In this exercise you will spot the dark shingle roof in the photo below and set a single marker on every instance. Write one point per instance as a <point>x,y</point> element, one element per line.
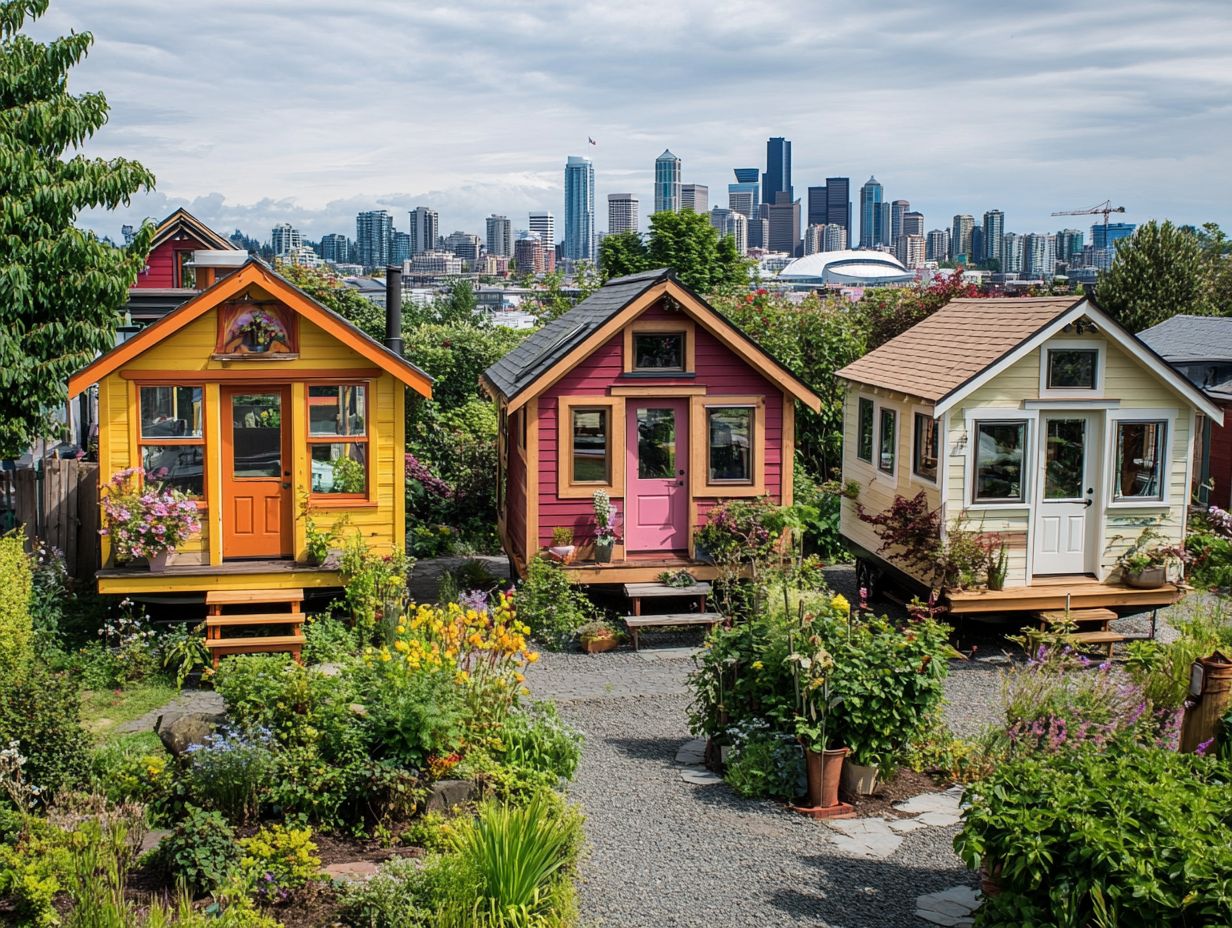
<point>522,366</point>
<point>1184,339</point>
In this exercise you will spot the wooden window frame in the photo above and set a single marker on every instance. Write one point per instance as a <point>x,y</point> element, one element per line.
<point>141,441</point>
<point>699,446</point>
<point>569,488</point>
<point>366,440</point>
<point>684,327</point>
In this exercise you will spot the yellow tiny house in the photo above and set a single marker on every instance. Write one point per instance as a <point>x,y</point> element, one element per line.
<point>251,397</point>
<point>1039,420</point>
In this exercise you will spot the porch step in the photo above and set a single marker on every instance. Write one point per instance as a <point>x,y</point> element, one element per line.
<point>217,621</point>
<point>233,597</point>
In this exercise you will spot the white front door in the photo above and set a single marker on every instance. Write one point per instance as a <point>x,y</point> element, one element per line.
<point>1065,521</point>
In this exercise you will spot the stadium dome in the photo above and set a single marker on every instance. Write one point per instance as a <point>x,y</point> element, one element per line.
<point>845,269</point>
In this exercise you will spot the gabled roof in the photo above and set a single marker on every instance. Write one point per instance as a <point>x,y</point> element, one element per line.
<point>254,272</point>
<point>966,343</point>
<point>551,353</point>
<point>1190,339</point>
<point>182,221</point>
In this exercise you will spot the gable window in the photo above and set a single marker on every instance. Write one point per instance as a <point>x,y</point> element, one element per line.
<point>658,350</point>
<point>887,439</point>
<point>729,443</point>
<point>924,447</point>
<point>864,430</point>
<point>1140,460</point>
<point>170,441</point>
<point>591,446</point>
<point>338,439</point>
<point>998,461</point>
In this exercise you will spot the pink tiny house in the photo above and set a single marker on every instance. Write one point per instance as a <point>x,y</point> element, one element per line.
<point>647,392</point>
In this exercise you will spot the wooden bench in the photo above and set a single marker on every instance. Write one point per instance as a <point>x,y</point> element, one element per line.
<point>217,620</point>
<point>636,622</point>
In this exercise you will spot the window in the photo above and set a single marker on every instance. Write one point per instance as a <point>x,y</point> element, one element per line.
<point>924,452</point>
<point>731,435</point>
<point>338,439</point>
<point>591,462</point>
<point>1140,460</point>
<point>658,350</point>
<point>170,440</point>
<point>886,440</point>
<point>999,454</point>
<point>864,430</point>
<point>1072,369</point>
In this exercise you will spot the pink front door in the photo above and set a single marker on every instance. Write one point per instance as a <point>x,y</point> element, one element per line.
<point>657,496</point>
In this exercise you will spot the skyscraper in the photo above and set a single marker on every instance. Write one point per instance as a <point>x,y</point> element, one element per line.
<point>621,213</point>
<point>897,211</point>
<point>695,197</point>
<point>579,210</point>
<point>870,213</point>
<point>994,231</point>
<point>667,183</point>
<point>743,196</point>
<point>778,175</point>
<point>816,215</point>
<point>285,238</point>
<point>960,237</point>
<point>425,228</point>
<point>838,203</point>
<point>500,236</point>
<point>373,238</point>
<point>784,218</point>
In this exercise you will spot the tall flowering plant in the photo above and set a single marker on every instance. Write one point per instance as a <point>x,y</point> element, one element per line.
<point>142,520</point>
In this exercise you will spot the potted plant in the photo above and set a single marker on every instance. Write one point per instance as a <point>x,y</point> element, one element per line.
<point>823,763</point>
<point>1146,562</point>
<point>147,521</point>
<point>562,544</point>
<point>605,526</point>
<point>598,636</point>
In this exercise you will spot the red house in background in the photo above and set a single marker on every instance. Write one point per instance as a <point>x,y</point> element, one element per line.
<point>170,261</point>
<point>647,392</point>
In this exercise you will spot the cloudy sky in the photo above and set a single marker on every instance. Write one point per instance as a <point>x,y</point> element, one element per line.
<point>259,111</point>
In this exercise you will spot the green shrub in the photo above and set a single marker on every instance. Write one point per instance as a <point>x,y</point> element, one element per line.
<point>41,711</point>
<point>552,606</point>
<point>201,850</point>
<point>1143,828</point>
<point>16,627</point>
<point>279,859</point>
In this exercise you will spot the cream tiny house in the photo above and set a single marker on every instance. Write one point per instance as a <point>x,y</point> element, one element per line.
<point>1040,420</point>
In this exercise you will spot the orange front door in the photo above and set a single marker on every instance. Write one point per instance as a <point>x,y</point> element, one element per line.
<point>256,472</point>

AIM OF THE EXERCISE: Add 150 to every coordinate in the answer points and write out all the lines between the ones holding "In this exercise you will spot the stadium" and "<point>182,221</point>", inclusive, leaving everything else unchanged.

OUTPUT OF THE EXERCISE:
In this exercise you will spot the stadium dome in the photo above and set a single marker on every instance. Write one point per instance as a <point>x,y</point> element, one element per line.
<point>995,419</point>
In this exercise you will spot the gabled roof in the photo above and set a single marker on every instance. Write one point per instance as a <point>x,y</point> element, one element per line.
<point>404,422</point>
<point>1116,493</point>
<point>701,503</point>
<point>1340,489</point>
<point>332,371</point>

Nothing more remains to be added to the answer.